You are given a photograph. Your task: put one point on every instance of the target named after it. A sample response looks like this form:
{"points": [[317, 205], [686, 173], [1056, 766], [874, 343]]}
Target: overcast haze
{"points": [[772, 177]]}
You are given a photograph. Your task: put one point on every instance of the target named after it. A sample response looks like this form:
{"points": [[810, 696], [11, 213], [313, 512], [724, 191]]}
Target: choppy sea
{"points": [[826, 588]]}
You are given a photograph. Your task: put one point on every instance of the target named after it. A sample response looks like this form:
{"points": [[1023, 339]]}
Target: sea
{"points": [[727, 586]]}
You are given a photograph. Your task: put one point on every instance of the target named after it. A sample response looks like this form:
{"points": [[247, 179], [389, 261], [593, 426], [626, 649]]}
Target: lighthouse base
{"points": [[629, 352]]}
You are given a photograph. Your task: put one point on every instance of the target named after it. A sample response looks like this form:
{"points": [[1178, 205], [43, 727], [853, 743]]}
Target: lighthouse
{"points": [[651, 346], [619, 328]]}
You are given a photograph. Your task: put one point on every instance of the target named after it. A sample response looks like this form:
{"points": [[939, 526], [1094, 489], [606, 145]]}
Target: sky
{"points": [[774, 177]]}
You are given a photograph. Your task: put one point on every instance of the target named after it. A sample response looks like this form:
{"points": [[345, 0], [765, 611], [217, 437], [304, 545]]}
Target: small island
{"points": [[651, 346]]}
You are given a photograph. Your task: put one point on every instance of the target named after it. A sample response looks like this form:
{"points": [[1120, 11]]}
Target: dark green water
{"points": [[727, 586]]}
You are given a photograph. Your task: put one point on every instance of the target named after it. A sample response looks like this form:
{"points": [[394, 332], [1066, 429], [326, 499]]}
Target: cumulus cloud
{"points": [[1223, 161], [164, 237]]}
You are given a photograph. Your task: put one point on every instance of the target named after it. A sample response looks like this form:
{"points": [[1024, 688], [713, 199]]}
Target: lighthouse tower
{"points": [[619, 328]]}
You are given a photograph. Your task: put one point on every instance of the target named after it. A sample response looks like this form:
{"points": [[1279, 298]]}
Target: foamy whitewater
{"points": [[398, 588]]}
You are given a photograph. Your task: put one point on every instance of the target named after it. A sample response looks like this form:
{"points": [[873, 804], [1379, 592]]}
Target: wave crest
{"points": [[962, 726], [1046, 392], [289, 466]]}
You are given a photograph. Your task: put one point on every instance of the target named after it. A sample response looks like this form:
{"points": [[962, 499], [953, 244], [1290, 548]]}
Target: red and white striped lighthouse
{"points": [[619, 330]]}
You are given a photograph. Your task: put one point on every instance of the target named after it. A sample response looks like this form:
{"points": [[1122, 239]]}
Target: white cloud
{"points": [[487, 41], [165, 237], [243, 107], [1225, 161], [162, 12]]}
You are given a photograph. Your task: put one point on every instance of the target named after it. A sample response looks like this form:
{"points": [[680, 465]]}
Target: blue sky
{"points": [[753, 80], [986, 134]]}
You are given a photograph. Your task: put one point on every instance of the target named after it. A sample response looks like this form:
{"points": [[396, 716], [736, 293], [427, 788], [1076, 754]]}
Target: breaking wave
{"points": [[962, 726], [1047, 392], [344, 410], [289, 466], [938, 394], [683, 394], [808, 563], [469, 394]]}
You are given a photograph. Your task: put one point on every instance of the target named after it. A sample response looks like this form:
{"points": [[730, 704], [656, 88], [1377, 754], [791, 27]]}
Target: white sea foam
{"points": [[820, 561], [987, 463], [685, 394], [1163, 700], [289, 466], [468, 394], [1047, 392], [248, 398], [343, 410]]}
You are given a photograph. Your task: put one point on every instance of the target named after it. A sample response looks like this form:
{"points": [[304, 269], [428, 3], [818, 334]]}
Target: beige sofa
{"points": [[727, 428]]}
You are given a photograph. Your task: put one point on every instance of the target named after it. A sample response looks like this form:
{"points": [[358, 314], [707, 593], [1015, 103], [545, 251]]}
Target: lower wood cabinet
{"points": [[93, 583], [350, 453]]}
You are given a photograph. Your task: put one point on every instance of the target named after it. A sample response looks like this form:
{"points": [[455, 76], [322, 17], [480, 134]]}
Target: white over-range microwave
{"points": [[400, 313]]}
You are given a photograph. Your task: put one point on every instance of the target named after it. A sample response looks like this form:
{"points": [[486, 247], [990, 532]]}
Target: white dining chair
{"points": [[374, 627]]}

· · · ·

* REQUIRED WORK:
The answer must be the full listing, copied exactly.

* SOLUTION TO THIS PROBLEM:
You are given a photograph. Your task: put one point on every instance of the target named after it. A sample response looks like this form:
{"points": [[317, 205], [686, 173], [1056, 766], [874, 343]]}
Target: overcast haze
{"points": [[772, 177]]}
You are given a photograph. Your task: put one point on every instance of the target named after it. A sample response looks like this form:
{"points": [[810, 696], [11, 213], [313, 512], [724, 191]]}
Target: choppy sea
{"points": [[826, 588]]}
You are given a photograph. Your task: put one point on every instance of the target named after it. A sample response looks like this form:
{"points": [[1023, 339]]}
Target: sea
{"points": [[727, 586]]}
You are given a photograph. Your task: put one point on every instance of the target named after it. A sample response looks like this form:
{"points": [[247, 179], [389, 261], [593, 426], [626, 649]]}
Target: lighthouse base
{"points": [[629, 352]]}
You are given a photograph. Your task: put one point on every instance of the target named after it. A sample response looks like this form:
{"points": [[1178, 205], [43, 727], [853, 743]]}
Target: lighthouse
{"points": [[651, 346], [619, 328]]}
You are given a photograph. Your task: put one point on every instance of the target named after it. A sample response looks like this form:
{"points": [[939, 526], [1094, 489], [606, 145]]}
Target: sky
{"points": [[774, 177]]}
You are given a photograph. Your task: put one point on every instance of the target named after it. A sample response looks like this form:
{"points": [[345, 0], [765, 611], [217, 437], [304, 545]]}
Target: small island
{"points": [[651, 346]]}
You are given a photograph. Your task: put one point on every instance of the target named after it. A sample response looks like this form:
{"points": [[1120, 11]]}
Target: dark green water
{"points": [[727, 586]]}
You are given a photograph. Your task: put one point on every instance of the target named after it. A sample response looks like this form:
{"points": [[394, 332], [1066, 429], [326, 499]]}
Target: cumulus cloud
{"points": [[1223, 161], [164, 237]]}
You are given a photograph. Your task: put one point on every instance of the target named after it. A sample response looks like this form:
{"points": [[1024, 688], [713, 199]]}
Target: lighthouse tower
{"points": [[619, 328]]}
You are given a photograph. Your task: put one point on every instance of the target named after it. A sample response looks like this form:
{"points": [[1279, 298]]}
Target: foamy whitewater
{"points": [[398, 588]]}
You are given a photograph. Your task: put one point on every instance of the target named after it. A sample response looks like this form:
{"points": [[873, 804], [1379, 592]]}
Target: wave crest
{"points": [[962, 726], [1046, 392], [289, 466]]}
You are given a photograph. Your task: put one point on every instance of the target named after it. A sample response looks like this form:
{"points": [[962, 499], [953, 244], [1290, 548]]}
Target: red and white striped lighthouse
{"points": [[619, 330]]}
You are given a photograph. Your task: put one point on every instance of the target named after it. A sample response looks like this form:
{"points": [[1122, 239]]}
Target: white cloud
{"points": [[487, 41], [165, 237], [243, 107], [1225, 161], [162, 12]]}
You are given a photograph. Your task: put one point on every instance of the target named after it. A sample response looks like this form:
{"points": [[680, 465]]}
Target: blue sky
{"points": [[753, 80], [986, 134]]}
You are given a photograph. Your task: put one point on every instance of the target named after it. A sample response looks like this form:
{"points": [[396, 716], [736, 293], [427, 788], [1076, 754]]}
Target: breaking wave
{"points": [[962, 726], [1047, 392], [344, 410], [289, 466], [938, 394], [683, 394], [808, 563], [469, 394]]}
You are given a photograph. Your task: put one point on every instance of the target named after it. A sample response looks like this form:
{"points": [[730, 704], [656, 88], [1377, 754], [791, 27]]}
Target: white sea foam
{"points": [[820, 561], [987, 463], [685, 394], [1163, 700], [289, 466], [468, 394], [1047, 392], [248, 398], [343, 410]]}
You are given a photograph. Your task: put one point on every instance of the target named after it. A sample response looks like this form:
{"points": [[304, 269], [428, 3], [818, 334]]}
Target: beige sofa
{"points": [[727, 428]]}
You are given a photograph. Your task: put one point on every instance of the target named after it. A sample response looks like this form:
{"points": [[358, 314], [707, 593], [1015, 103], [545, 251]]}
Target: lower wood cabinet
{"points": [[93, 583], [350, 453]]}
You are given a photograph. Your task: put one point on every instance of the target named after it. A sample response looks like this form:
{"points": [[455, 76], [322, 17], [480, 134]]}
Target: white over-range microwave
{"points": [[400, 313]]}
You are given a photograph. Your task: put one point on every instance of the target named after it. A sample response looks like this form:
{"points": [[486, 247], [990, 532]]}
Target: white dining chair
{"points": [[374, 627]]}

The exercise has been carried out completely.